[Data provided]:

========================

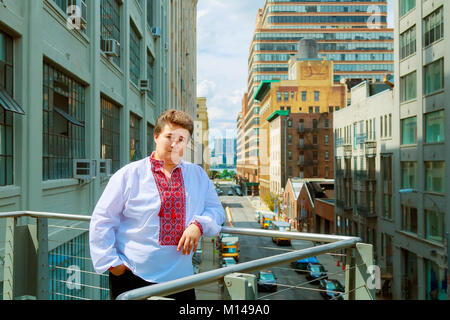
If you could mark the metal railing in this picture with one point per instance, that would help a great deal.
(355, 251)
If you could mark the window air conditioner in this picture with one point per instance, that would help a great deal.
(156, 31)
(84, 169)
(110, 47)
(144, 85)
(105, 167)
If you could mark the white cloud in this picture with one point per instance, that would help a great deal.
(224, 32)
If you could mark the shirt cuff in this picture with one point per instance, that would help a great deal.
(198, 225)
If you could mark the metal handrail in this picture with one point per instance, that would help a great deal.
(174, 286)
(334, 243)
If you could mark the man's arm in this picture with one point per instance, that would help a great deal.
(104, 221)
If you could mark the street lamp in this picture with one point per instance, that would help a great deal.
(447, 238)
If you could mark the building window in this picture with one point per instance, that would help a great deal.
(434, 226)
(135, 138)
(408, 42)
(390, 124)
(63, 123)
(435, 176)
(6, 116)
(150, 12)
(406, 6)
(436, 281)
(409, 130)
(409, 174)
(135, 55)
(433, 27)
(110, 133)
(150, 72)
(150, 141)
(386, 176)
(434, 76)
(66, 4)
(434, 127)
(408, 87)
(409, 219)
(110, 23)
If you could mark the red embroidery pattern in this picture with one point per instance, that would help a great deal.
(172, 215)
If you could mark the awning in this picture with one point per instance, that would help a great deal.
(8, 103)
(68, 117)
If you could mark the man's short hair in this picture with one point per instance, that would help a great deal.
(177, 117)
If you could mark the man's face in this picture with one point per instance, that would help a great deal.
(171, 143)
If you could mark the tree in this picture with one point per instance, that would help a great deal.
(213, 174)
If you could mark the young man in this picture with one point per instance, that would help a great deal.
(151, 215)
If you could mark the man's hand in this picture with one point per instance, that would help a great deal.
(189, 239)
(118, 270)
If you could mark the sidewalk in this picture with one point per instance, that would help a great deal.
(210, 261)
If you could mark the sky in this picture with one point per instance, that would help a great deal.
(224, 33)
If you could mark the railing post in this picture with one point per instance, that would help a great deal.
(42, 260)
(240, 286)
(349, 275)
(8, 267)
(367, 274)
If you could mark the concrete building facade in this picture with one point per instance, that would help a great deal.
(84, 84)
(302, 145)
(201, 135)
(422, 93)
(366, 147)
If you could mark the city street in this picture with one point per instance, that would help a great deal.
(291, 285)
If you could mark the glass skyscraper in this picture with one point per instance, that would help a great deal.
(354, 36)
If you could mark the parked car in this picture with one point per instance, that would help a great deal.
(315, 272)
(335, 290)
(266, 281)
(227, 261)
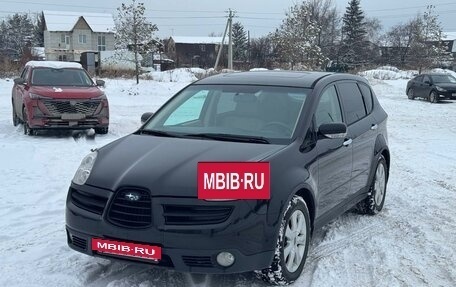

========================

[What to work on]: Copy the lines above exactly and exclude every image.

[Result of the exercise]:
If you could mark the metal railing in this picture with one point per instance, that would help a great deal.
(355, 251)
If you could mark the window air conditioner in this picture with one point per instance, that would help a great deal.
(156, 31)
(84, 169)
(110, 47)
(144, 85)
(105, 167)
If you could mark the white cloud in this picture with one point per instance, that would help a great deal.
(224, 32)
If you could mark the shirt cuff in this picture with one point per instance, that would help a great deal.
(198, 225)
If you could mark the metal handrail in this picture with one point per instance, that would help a great deal.
(174, 286)
(334, 243)
If you could mark the man's arm in this picture with one point per instance, that would help a great deal.
(104, 221)
If you could mark the street lamp in this picture with one point per instance, that would help a great deal.
(447, 238)
If you could mark the building window in this picture with one point per instance, that would help a great deal.
(434, 226)
(135, 138)
(408, 42)
(390, 124)
(63, 123)
(435, 176)
(6, 116)
(150, 12)
(406, 6)
(436, 281)
(409, 130)
(409, 174)
(135, 55)
(433, 27)
(110, 133)
(150, 72)
(150, 141)
(386, 176)
(434, 76)
(66, 4)
(434, 127)
(408, 87)
(409, 219)
(110, 23)
If you could mark the red embroidery pattern in this picture with one point per instance, that would help a great deal.
(172, 215)
If you could mark the awning in this picture with one point per instance, that would help a great deal.
(8, 103)
(68, 117)
If you could mark the man's short hair in this picture with one point per instance, that would help a great deal.
(177, 117)
If you could mark the man's face in this picture with one point per instance, that would help a great deal.
(171, 143)
If you could mark the tree in this picture with one point per instance, that would help a great deal.
(213, 174)
If you could mark the young man in this picture with one point per instance, that would help a great deal.
(151, 215)
If you could mark the man's hand in this picture with one point per instance, that would help a great deal.
(189, 239)
(118, 270)
If you could mark the sidewalk in this picture with one point per instance, that would help a great deal.
(210, 261)
If you could mark the sky in this picture with one point per instance, that would help a great deal.
(224, 33)
If you could mark the railing post in this picture with one point per instance, that would help a great deal.
(42, 260)
(240, 286)
(349, 275)
(8, 267)
(367, 274)
If you could mark the concrete building facade in this picture with one point per instance, that would help a great deal.
(84, 84)
(302, 145)
(201, 135)
(422, 93)
(366, 147)
If you could mark the city street in this picture with one point per instance, that would help a great deal.
(291, 285)
If you could mark the glass skyscraper in this picture with one point per instance, that would help a great deal.
(354, 36)
If you could mark the parked car in this picture with one point per instance, that would help a great deal.
(315, 272)
(335, 290)
(266, 281)
(227, 261)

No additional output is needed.